Brief 1:
From the passage on informing crime victims, echo the text word for word starting at "To be sure, the" and ending at "proceedings in their cases.".
Brief 2:
Translate this sentence from the passage on informing crime victims into Spanish: "However, the justices do not want any information about such hearings released to the public."

Selected text:
※
The director general of the ministry’s Criminal Affairs Bureau has reportedly already issued instructions to public prosecutors’ offices nationwide to implement the system from the coming fiscal year. Mr. Nakamura says the change is intended to improve the public’s understanding of judicial processes. That, of course, is the ostensible reason, and in itself it reflects a refreshing change in the official attitude. In fact, however, to many observers it can only seem that the Justice Ministry is reacting at last to the criticism long voiced in many circles here that the authorities often seem more concerned with the rights of criminal suspects than with those of their victims.

That suspicion is strengthened by indications from the ministry itself that the new official guidelines are based on advanced systems already in use in some other industrialized countries. Of course, it is one thing to issue instructions to the offices of the nation’s 58 high public and district public prosecutors and something else entirely to ensure that they are followed. One certain sign of the need for continued public vigilance is the comment by a Justice Ministry official that 43 of the 58 prosecutors’ offices already “adequately” inform crime victims and their families of developments in their cases.

That obviously all depends on one’s definition of adequate, since the ministry also acknowledges that each of those offices has in effect used its own system and that some do not entirely satisfy the right of victims to be fully informed about the progress of their cases. Some offices, it seems, provide information to families only in cases in which the victim has died. The new system is to apply only to “regular” criminal proceedings, or those being tried at the adult level. But it cannot help having a marked effect on juvenile cases as well, and will apply fully to proceedings involving minor suspects whom a family court has referred to a criminal court.

Japan must continue to emphasize the rehabilitation of juvenile offenders over the imposition of harsh criminal penalties on them, but public attitudes are changing as the ages at which suspects are charged with particularly heinous crimes continue to fall ever lower. Even the Supreme Court, long considered a bastion of conservative judicial opinion, indicated late last year that it recognizes the social changes under way. At the end of November, the justices of the nation’s highest court made it known that they approved of allowing summaries of the proceedings in at least some family-court hearings involving juvenile suspects to be provided to victims and their families.

However, the justices do not want any information about such hearings released to the public. Under the present Juvenile Law, victims and their families are not permitted to attend family-court sessions or to learn any details of the proceedings, even when the crime with which the suspect is charged is murder. But further change is coming. In another sign of it, some family courts are now acting on their own. For example, the court that in 1997 tried the Kobe junior high school boy who brutally killed and beheaded an elementary school pupil and attacked several other children, released the details of its decision to the public.

To be sure, the Justice Ministry’s new disclosure system is supposed to make allowances for victims and their families who, for reasons of privacy or other reasons, wish to avoid any further contact with a case stemming from the crime inflicted on them and so do not want to be informed of developments. That possibility must not be allowed to turn into a legal loophole for continuing to keep crime victims in the dark, however. Prosecutors will be required to confirm in advance the wishes of victims and their families. The many who can be expected to want to know what is happening should not have to plead, cajole and even sue to learn the details of proceedings in their cases.
※
Records:
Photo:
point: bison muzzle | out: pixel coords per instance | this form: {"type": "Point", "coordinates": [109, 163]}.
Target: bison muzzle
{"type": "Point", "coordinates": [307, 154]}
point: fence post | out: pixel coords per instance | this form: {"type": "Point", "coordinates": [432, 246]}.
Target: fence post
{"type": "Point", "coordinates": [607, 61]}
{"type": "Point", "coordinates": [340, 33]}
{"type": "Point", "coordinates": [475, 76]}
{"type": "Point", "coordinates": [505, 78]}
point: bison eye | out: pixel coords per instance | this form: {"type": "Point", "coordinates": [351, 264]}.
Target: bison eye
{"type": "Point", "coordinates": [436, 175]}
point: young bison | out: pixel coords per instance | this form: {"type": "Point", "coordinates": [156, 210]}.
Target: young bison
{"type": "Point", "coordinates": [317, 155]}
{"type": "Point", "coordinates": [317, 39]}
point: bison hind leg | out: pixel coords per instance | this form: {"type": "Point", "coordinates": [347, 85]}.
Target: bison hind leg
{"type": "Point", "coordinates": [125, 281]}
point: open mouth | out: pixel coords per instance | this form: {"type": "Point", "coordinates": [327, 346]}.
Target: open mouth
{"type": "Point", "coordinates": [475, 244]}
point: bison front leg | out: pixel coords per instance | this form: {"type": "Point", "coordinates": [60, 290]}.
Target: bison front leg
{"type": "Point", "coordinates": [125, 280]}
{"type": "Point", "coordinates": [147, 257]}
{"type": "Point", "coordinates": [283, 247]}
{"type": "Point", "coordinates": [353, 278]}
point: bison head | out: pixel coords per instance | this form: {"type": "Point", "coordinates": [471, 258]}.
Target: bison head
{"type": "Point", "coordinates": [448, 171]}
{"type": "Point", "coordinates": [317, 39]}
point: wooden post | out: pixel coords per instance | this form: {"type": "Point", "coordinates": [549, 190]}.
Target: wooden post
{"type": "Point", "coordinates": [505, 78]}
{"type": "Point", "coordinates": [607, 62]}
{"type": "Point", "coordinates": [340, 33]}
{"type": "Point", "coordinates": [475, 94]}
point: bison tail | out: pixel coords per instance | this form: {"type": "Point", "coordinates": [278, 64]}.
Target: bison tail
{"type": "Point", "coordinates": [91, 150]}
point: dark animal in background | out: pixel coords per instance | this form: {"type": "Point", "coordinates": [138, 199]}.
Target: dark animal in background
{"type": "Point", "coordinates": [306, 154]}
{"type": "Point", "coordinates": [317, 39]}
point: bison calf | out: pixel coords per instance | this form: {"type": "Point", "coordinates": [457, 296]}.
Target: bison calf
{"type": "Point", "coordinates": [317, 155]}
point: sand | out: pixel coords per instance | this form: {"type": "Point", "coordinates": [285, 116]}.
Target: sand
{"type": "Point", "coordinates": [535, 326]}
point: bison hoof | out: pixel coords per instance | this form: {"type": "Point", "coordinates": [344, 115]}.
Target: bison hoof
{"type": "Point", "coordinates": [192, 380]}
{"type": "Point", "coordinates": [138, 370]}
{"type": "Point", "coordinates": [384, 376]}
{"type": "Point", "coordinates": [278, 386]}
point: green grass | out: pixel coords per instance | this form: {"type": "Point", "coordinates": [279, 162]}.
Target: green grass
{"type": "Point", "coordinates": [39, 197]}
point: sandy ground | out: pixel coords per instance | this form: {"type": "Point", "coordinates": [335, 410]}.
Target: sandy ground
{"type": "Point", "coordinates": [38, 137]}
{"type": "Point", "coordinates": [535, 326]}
※
Correct answer 1:
To be sure, the Justice Ministry’s new disclosure system is supposed to make allowances for victims and their families who, for reasons of privacy or other reasons, wish to avoid any further contact with a case stemming from the crime inflicted on them and so do not want to be informed of developments. That possibility must not be allowed to turn into a legal loophole for continuing to keep crime victims in the dark, however. Prosecutors will be required to confirm in advance the wishes of victims and their families. The many who can be expected to want to know what is happening should not have to plead, cajole and even sue to learn the details of proceedings in their cases.

Correct answer 2:
Sin embargo, los magistrados no quieren que se divulgue al público ninguna información sobre dichas audiencias.